§ **EXERCISE REQUIREMENTS**
Give back every one of the entries below verbatim, with nothing altered, added, or left out.

::::

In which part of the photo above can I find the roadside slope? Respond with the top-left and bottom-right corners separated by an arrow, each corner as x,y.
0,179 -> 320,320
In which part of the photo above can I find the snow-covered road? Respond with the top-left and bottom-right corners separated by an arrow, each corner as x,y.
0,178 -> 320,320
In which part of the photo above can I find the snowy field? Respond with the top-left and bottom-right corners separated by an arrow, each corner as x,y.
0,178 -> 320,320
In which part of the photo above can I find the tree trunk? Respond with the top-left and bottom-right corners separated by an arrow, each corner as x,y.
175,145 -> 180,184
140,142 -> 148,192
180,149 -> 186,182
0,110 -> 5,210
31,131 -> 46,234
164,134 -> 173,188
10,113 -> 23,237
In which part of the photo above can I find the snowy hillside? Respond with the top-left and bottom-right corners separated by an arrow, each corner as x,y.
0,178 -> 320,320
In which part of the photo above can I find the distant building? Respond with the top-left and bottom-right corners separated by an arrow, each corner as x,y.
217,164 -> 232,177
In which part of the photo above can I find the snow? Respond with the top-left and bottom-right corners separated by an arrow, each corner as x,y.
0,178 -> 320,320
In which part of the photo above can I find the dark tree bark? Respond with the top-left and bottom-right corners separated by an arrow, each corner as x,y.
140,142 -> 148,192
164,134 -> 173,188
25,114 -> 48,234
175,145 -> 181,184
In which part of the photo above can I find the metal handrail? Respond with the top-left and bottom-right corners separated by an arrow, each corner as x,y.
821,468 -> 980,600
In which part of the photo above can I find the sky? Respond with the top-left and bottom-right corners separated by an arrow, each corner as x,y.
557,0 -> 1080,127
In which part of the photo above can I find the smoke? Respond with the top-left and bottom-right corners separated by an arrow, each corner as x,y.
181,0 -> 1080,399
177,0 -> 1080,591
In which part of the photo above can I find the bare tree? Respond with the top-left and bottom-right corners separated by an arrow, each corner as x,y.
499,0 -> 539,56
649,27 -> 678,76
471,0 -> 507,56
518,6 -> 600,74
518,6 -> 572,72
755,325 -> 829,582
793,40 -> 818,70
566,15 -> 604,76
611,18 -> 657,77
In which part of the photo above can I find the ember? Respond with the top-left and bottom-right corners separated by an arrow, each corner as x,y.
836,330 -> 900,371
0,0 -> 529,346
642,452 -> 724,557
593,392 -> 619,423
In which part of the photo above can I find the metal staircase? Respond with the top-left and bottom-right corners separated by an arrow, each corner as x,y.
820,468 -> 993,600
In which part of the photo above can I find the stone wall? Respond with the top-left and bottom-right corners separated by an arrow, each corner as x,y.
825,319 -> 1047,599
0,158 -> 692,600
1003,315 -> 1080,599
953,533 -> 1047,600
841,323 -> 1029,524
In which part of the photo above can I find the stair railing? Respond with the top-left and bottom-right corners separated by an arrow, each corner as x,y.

::::

§ **ANSWER FOR THE TASK**
In which part of the photo above can I find the roadside slope? Respond with the top-left and bottom-right corners separated by an arrow, each corner as x,y.
0,179 -> 320,320
In which part of the photo above can I find the snow-covered road? Respond with the top-left and bottom-right corners separated by an arrow, each corner as x,y.
0,178 -> 320,320
In which part of the photo above can I find the snowy field? Respond with the top-left and bottom-right corners separated by an arrow, each corner as x,y.
0,178 -> 320,320
In which part of the photo above can I find the tree trunk? Respond with the top-left and bottom-right corners separated by an arrow, each corner as x,y.
175,145 -> 180,184
140,142 -> 148,192
180,149 -> 186,182
0,110 -> 5,210
31,131 -> 46,234
164,134 -> 173,188
10,113 -> 23,237
In which part of the photo above can I find the snowy hillside? Respond with the top-left and bottom-right corners separated by an arrow, each corner as x,y.
0,178 -> 320,320
In which part of the photo above can I find the distant building? Respond with the top-left and bottom-right corners separated by an arrow, each corner as x,y.
217,164 -> 232,177
In which part of the photo above can I find the snow? Respond with the top-left and bottom-right corners separated by an arrow, each corner as x,y.
0,178 -> 320,320
In which part of the photo above can I find the dark tree bark? Respond with the top-left and bottom-right corners separated by an arrow, each corner as x,y.
140,142 -> 148,192
164,134 -> 173,188
25,114 -> 48,234
175,145 -> 181,184
In which part of the photo above can I find the metal handrail? Respond with the top-left and bottom-right corners separated by an arrow, each corner as x,y.
821,468 -> 980,600
In which part of the photo above can I find the sky? Respond with the top-left and bottom-right corners separated by an arrow, each corner as x,y.
557,0 -> 1080,127
In which part of the photo above can I find the smoke? Respond with the top-left and bottom-right corners separated by an arrow, each corner as x,y.
181,0 -> 1080,399
177,0 -> 1080,591
In which part of the photo above can I find the bare tree? Respond with the top-left and bottom-right corners separated by an arrow, each corner as x,y.
499,0 -> 539,56
649,27 -> 678,76
471,0 -> 507,56
518,6 -> 600,74
518,6 -> 572,72
755,325 -> 829,582
793,40 -> 818,70
566,15 -> 604,76
611,18 -> 657,77
In which part of the photo above can I find the ember? Respond with the top-left and bottom-right corners separated by an arrow, each corner as x,y.
836,330 -> 900,371
0,0 -> 529,346
642,452 -> 724,557
593,392 -> 619,423
In which part of the photo above can I find the metal staircase? Respond with the top-left and bottom-right corners separated by an arrow, each corner as x,y.
820,468 -> 993,600
In which part of the photo above can I find the stone wall? Respond with the top-left and bottom-right corners separated by an arrow, each corner as x,y.
825,319 -> 1047,599
0,158 -> 692,600
1003,315 -> 1080,599
953,533 -> 1047,600
841,323 -> 1029,524
In which part of the photo above can I find the stair railing? Respond with the top-left and bottom-right corners separated by an arrow, each corner as x,y.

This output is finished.